Your task:
In the excerpt on David Hume and the afterlife, why does the text say it makes sense to open a book about afterlives with someone who did not believe in one? Answer in one to three sentences.

Excerpt to read:
LEO (July 23–Aug. 22)
The FBI will have to ask you some tough questions next week, such as whether true love really exists and what happens after we die.
HOROSCOPE, THE ONION, OCTOBER 13–19, 2011, 9.
David Hume had an answer for the FBI. The single most famous event in that British philosopher’s life was a visit James Boswell, Samuel Johnson’s biographer-to-be, paid him in 1776. “Nothing endears so much a friend as sorrow for his death,” Hume had observed,1 yet it was not sorrow moving Boswell to Hume’s side, but curiosity. As Hume lay dying, Boswell came to see how an atheist died. Serenely and cheerfully, was the answer, with no itchy desire after eternal life, no fear of roasting in flames, no apprehensions about annihilation, and no dread of the gaping gap of vanished consciousness. Boswell had bad dreams for a week.
To begin a book about afterlives with someone who did not believe in one may seem perverse, but it has a purpose. Everyone has some belief, or beliefs, about what happens after death, even if the belief is that nothing at all happens or that nothing can be known about what happens or that there is no point even thinking about it. Once death becomes a phenomenon that human beings can think and talk about, we inevitably ask, “So what comes next; what’s after that?” The question applies both to the dead and to the survivors, and answers range from “nothing” to “eternities.” Whatever the answer, it establishes our relationship to the cosmos we live in: what it means, what it is for, and how we are to live within it while we live.

Source material:

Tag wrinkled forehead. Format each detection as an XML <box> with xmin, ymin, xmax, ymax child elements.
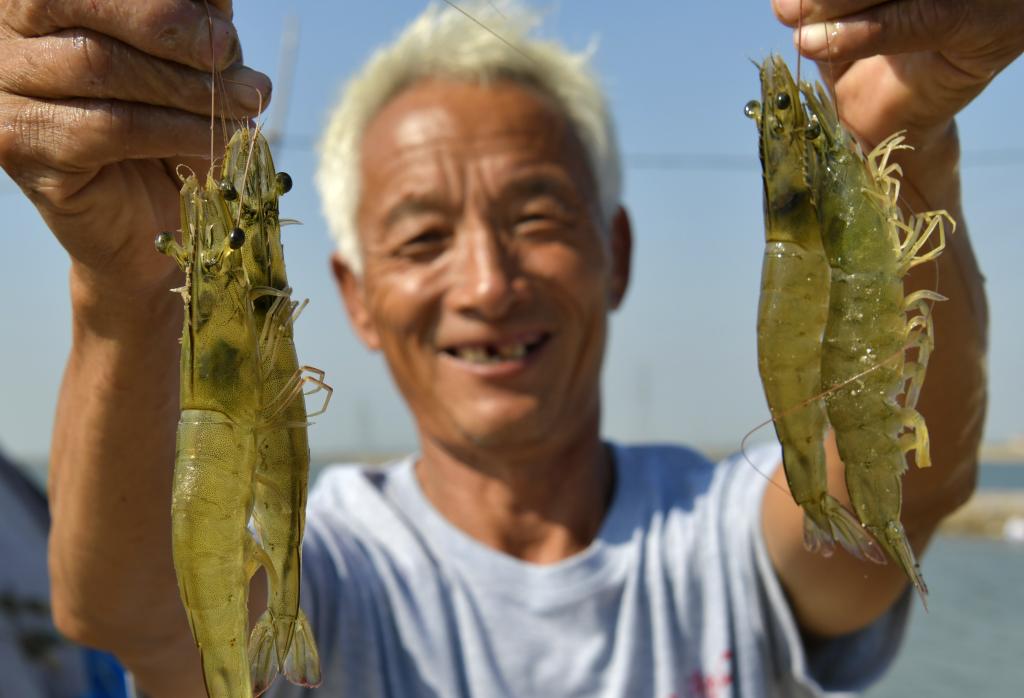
<box><xmin>360</xmin><ymin>80</ymin><xmax>593</xmax><ymax>190</ymax></box>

Solution:
Everyone holds some belief about what happens after death, even if that belief is that nothing happens, that nothing can be known, or that there is no point thinking about it, so a nonbeliever like Hume still has an answer. Whatever the answer is, it establishes our relationship to the cosmos: what it means, what it is for, and how we are to live within it.